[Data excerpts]
..........

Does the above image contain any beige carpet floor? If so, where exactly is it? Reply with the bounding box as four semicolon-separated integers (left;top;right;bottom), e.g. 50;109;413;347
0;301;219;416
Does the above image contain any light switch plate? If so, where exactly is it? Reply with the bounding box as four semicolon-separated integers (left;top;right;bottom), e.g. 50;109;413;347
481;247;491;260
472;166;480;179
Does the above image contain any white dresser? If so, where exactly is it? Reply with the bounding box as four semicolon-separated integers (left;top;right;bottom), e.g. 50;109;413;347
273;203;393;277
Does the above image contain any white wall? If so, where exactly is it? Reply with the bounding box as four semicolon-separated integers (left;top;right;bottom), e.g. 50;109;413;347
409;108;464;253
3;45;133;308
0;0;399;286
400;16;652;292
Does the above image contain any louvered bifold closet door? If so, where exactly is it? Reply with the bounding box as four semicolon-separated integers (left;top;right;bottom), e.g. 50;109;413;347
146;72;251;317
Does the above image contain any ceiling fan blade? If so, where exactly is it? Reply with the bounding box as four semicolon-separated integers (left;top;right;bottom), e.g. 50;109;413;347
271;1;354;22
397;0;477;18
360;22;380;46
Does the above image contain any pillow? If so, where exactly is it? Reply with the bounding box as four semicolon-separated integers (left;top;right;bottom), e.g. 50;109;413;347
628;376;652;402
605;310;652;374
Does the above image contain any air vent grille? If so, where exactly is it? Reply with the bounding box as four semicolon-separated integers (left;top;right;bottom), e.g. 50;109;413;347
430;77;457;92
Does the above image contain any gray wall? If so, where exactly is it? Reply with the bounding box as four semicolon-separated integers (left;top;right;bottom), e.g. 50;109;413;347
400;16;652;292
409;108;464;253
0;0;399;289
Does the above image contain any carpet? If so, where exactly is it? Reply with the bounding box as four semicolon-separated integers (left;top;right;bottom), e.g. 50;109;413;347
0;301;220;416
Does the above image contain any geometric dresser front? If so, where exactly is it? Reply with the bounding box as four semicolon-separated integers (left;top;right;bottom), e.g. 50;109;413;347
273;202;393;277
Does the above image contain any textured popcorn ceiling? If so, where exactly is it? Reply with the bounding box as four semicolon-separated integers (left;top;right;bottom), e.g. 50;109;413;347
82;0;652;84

..........

WORK REQUIRED — Exact reproduction of every entry is needed.

SOLUTION TO THIS TASK —
Does the above image contain any beige carpet floor? If so, where exactly is it? Reply with the bounding box as four semicolon-separated integers (left;top;right;bottom), e.g. 50;109;413;347
0;301;219;416
Does the above image contain any light switch plate? If so, where exactly is it? Reply with the bounding box as four semicolon-separated integers (left;top;right;bottom), e.g. 50;109;413;347
481;247;491;260
472;166;480;179
Does the above image contain any white dresser? If so, where exactly is it? Reply with the bounding box as four semicolon-separated integers (left;top;right;bottom), e.g. 50;109;413;347
273;203;393;277
Does the above image contain any white wall? If so, where exactly is it? Reply with the bounding box as four semicolon-separated integers (left;top;right;bottom), e.g. 50;109;413;347
409;108;464;253
3;45;133;308
0;0;399;286
400;16;652;292
Does the above image contain any louvered bifold closet door? If so, where exactly is it? Reply with the bounding box as four semicolon-separated integers (left;top;right;bottom), e.g. 50;109;413;347
146;72;251;317
Does the above image contain any ceiling fan blade? If so, where exactly is it? Reply with the bounding box as four semicolon-separated integers (left;top;right;bottom), e.g. 50;109;413;347
271;1;354;22
397;0;477;18
360;22;380;46
Does the above image contain any pillow? If so, where exactly is it? Reply with the bounding box as four semicolon-separated integers (left;top;right;bottom), e.g. 50;109;413;347
628;376;652;402
605;310;652;374
Does the above image contain any air vent grille? If so, where exactly is it? Reply with the bounding box as four semicolon-separated integers (left;top;right;bottom), e.g. 50;109;413;347
430;77;457;92
Does the above image contain any gray wall? If so, where exactly is it? Reply with the bounding box as four semicolon-separated integers (left;top;right;bottom), e.g. 50;109;413;347
400;16;652;292
409;108;464;253
0;0;399;289
Does the above image contain any carpet? If so, where exactly is it? Reply with the bounding box as four semicolon-separated integers (left;top;right;bottom), e.g. 50;109;413;347
0;301;220;416
Does the above image contain any geometric dresser front? If so, where exactly is it? Reply with the bounding box as four semicolon-separated integers (left;top;right;bottom), e.g. 50;109;413;347
273;202;393;277
Does the above image contain any textured popcorn ceiling? If so, where exactly is it? Reply with the bounding box as four semicolon-separated integers (left;top;right;bottom), e.g. 50;109;413;347
82;0;652;84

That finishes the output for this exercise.